#### EXERCISE BRIEF
Retype only the lines below from the one with "[[387, 332], [293, 223]]" to the one with "One point belongs to each instance of the turquoise", inclusive, skipping every image.

[Stored items from a collection]
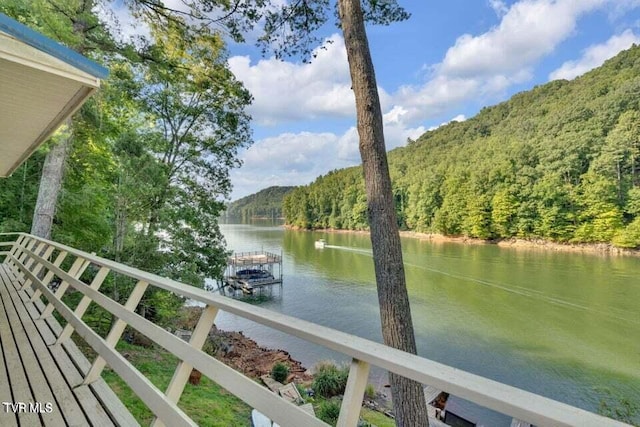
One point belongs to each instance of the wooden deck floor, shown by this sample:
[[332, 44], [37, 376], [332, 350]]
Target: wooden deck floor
[[40, 381]]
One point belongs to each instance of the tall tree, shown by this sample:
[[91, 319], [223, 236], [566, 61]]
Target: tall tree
[[395, 312]]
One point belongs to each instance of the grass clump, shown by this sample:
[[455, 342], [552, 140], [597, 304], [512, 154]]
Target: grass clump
[[329, 379], [329, 411], [280, 372], [207, 404]]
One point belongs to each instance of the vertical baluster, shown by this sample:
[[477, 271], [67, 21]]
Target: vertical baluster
[[77, 268], [38, 266], [116, 331], [83, 304], [183, 370], [47, 278], [353, 394]]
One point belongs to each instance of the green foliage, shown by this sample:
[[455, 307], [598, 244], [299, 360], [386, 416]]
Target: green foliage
[[265, 203], [329, 411], [559, 162], [151, 151], [280, 372], [370, 391], [329, 380], [629, 237], [207, 404]]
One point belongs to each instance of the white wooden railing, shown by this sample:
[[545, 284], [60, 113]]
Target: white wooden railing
[[37, 261]]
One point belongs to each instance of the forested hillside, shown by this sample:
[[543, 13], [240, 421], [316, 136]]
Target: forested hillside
[[560, 162], [266, 203]]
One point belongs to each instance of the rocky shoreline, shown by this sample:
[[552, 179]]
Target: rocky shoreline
[[245, 355]]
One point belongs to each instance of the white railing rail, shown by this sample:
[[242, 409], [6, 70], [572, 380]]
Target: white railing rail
[[31, 257]]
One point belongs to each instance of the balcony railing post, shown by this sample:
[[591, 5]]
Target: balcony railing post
[[47, 278], [77, 268], [30, 260], [116, 331], [353, 394], [23, 254], [15, 248], [83, 304], [183, 370], [38, 267]]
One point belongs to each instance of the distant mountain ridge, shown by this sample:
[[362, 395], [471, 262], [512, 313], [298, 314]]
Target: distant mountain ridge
[[560, 162], [266, 203]]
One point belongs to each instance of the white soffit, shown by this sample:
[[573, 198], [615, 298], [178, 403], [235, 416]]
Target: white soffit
[[38, 92]]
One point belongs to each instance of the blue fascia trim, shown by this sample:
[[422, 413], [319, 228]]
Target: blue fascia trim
[[53, 48]]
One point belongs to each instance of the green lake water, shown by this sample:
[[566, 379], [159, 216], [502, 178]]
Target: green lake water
[[563, 325]]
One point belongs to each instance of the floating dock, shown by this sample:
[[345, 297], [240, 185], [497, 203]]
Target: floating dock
[[252, 272]]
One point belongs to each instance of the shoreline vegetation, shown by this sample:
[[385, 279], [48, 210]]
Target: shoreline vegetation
[[513, 242]]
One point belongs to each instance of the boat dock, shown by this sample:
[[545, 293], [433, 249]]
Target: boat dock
[[252, 272]]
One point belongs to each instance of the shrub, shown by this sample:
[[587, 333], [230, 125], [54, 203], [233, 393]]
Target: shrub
[[329, 411], [280, 372], [329, 379]]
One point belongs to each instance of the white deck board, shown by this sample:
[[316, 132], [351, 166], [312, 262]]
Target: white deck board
[[53, 372]]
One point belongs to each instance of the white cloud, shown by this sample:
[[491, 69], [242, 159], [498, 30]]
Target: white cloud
[[299, 158], [595, 55], [482, 67], [458, 118], [499, 7], [527, 32], [287, 91]]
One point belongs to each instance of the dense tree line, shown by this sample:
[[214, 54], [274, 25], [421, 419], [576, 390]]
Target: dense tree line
[[560, 162], [266, 203]]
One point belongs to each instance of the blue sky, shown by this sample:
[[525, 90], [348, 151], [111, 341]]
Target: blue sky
[[450, 59], [445, 63]]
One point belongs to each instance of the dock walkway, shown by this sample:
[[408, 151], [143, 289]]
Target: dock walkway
[[41, 382]]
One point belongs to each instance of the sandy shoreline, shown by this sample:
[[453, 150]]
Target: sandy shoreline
[[538, 244]]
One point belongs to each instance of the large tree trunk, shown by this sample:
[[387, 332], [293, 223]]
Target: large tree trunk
[[397, 327], [50, 185]]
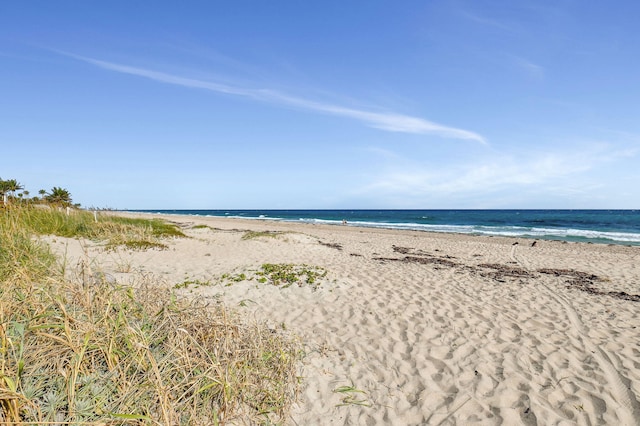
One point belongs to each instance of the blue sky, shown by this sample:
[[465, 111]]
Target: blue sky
[[332, 104]]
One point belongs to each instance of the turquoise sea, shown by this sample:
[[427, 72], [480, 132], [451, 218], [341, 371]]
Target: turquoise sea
[[595, 226]]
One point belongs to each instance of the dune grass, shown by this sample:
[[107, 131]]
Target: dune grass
[[108, 353]]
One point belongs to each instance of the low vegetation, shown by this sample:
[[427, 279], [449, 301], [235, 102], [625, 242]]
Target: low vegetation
[[282, 275], [94, 351], [250, 235]]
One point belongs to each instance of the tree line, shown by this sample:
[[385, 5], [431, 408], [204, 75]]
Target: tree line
[[12, 191]]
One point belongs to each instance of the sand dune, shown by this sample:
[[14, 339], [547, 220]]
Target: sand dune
[[421, 328]]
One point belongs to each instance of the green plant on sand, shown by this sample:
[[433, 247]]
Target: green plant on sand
[[101, 352]]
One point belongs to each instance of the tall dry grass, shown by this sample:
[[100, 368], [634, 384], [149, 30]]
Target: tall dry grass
[[94, 351]]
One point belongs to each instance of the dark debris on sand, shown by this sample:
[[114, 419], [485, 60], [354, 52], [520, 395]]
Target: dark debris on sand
[[585, 282]]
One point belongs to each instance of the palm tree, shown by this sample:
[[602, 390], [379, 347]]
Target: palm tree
[[7, 186], [59, 196], [4, 188], [14, 186]]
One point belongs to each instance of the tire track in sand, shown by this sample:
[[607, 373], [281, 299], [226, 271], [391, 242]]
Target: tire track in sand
[[629, 412]]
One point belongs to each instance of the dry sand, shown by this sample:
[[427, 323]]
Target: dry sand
[[432, 328]]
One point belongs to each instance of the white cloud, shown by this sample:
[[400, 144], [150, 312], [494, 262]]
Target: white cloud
[[533, 70], [388, 121], [555, 172]]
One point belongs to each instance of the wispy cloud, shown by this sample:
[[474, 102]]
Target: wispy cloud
[[533, 70], [388, 121], [554, 172]]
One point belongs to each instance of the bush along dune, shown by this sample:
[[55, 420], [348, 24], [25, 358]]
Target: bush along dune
[[99, 351]]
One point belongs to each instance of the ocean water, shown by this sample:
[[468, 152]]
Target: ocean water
[[595, 226]]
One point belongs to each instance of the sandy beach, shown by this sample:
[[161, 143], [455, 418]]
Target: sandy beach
[[416, 328]]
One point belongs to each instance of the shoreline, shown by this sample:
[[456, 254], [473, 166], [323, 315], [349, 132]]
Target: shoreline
[[414, 327], [545, 234]]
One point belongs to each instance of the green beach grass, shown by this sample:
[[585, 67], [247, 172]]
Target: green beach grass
[[96, 351]]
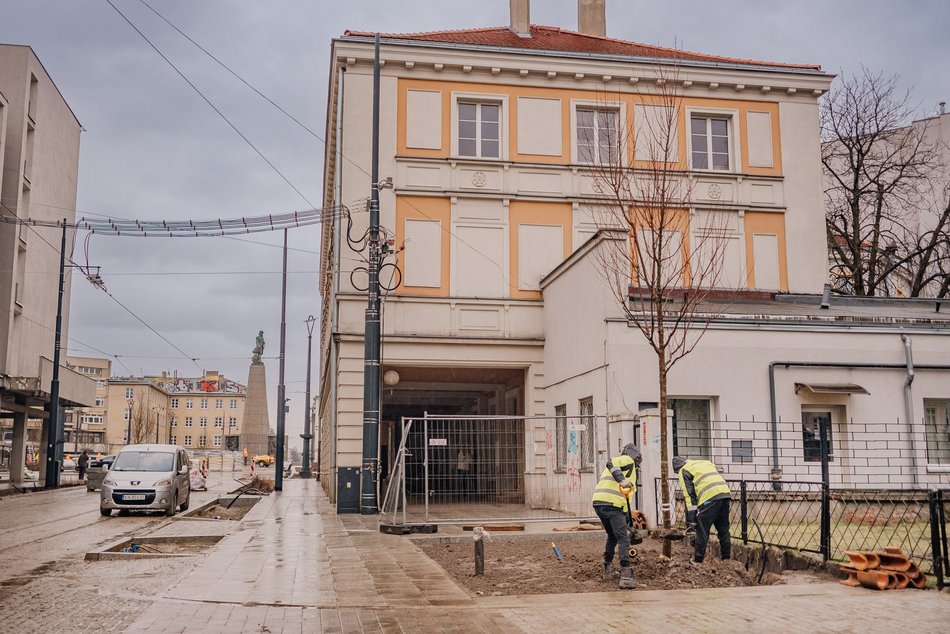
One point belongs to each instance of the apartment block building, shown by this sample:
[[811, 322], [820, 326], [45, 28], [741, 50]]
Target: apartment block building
[[205, 412], [491, 138], [85, 427], [39, 161]]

#### RESPONSE AREA
[[387, 332], [293, 223]]
Target: large tree trunk
[[397, 327], [50, 185]]
One point belongs to each instance of the blue sky, shown by this sample:
[[465, 111]]
Target: blue sky
[[332, 104]]
One point belongs to each instance of the turquoise sea, shown by this sample:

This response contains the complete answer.